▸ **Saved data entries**
-*-

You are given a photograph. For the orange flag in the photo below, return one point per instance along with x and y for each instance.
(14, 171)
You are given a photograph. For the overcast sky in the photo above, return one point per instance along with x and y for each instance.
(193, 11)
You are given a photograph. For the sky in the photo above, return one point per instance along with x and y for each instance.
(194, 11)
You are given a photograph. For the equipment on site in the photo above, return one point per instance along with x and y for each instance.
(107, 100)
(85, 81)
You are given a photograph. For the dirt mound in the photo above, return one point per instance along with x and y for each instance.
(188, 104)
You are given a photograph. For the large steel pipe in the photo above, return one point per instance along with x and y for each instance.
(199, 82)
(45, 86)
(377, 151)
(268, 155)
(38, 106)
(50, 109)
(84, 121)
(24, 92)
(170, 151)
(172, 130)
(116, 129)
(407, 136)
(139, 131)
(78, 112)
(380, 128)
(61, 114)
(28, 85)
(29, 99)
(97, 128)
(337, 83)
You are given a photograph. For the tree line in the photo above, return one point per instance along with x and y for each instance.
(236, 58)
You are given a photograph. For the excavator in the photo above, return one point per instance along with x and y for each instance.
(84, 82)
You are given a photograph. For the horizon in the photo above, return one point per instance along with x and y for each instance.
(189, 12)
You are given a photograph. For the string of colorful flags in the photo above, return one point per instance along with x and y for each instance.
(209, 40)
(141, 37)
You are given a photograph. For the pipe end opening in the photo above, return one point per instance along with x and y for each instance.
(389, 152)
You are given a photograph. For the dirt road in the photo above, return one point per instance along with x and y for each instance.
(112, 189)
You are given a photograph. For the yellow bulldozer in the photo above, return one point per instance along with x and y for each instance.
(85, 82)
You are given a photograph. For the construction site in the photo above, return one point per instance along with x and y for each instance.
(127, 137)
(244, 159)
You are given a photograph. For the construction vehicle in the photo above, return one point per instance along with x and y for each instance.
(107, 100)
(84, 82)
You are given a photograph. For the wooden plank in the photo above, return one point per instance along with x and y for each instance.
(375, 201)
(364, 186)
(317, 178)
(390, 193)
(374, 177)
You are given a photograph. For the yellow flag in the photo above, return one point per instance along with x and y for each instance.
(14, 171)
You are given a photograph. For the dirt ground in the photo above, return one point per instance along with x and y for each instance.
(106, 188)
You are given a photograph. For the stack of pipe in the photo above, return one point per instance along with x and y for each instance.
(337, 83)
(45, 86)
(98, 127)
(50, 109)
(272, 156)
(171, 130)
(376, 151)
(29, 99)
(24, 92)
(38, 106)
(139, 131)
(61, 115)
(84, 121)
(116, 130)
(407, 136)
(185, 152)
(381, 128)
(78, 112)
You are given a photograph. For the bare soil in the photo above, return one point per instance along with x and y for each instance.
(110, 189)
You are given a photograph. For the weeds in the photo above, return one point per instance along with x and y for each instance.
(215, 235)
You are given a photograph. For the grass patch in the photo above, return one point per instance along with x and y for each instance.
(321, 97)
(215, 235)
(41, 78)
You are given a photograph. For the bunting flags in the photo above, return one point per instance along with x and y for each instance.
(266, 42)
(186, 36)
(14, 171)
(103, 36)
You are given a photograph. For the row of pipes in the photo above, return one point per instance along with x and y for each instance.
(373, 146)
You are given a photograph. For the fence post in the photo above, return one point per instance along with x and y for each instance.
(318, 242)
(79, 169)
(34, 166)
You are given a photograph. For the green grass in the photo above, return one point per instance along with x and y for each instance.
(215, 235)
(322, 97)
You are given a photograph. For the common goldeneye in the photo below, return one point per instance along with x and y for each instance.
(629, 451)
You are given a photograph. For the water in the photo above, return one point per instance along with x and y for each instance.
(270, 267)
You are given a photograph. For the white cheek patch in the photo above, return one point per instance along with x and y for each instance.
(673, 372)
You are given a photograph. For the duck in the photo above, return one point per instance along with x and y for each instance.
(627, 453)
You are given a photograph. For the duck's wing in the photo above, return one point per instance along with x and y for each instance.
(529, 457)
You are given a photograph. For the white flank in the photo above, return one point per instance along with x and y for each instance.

-*-

▸ **REQUEST**
Lay out the data from the line containing "You are given a photograph. For the duck's" through the final line of the data, inclusive, as a Markdown table with the columns Row and Data line. Leave out any blank lines.

▸ **ANSWER**
| Row | Data line |
|---|---|
| 1 | You are given a photograph. For the duck's wing in the photo above, return one point per instance along with x and y for each instance. |
| 2 | (529, 457) |
| 3 | You are given a photograph. For the white flank in the photo above, return one point per instance along with x and y for each instance. |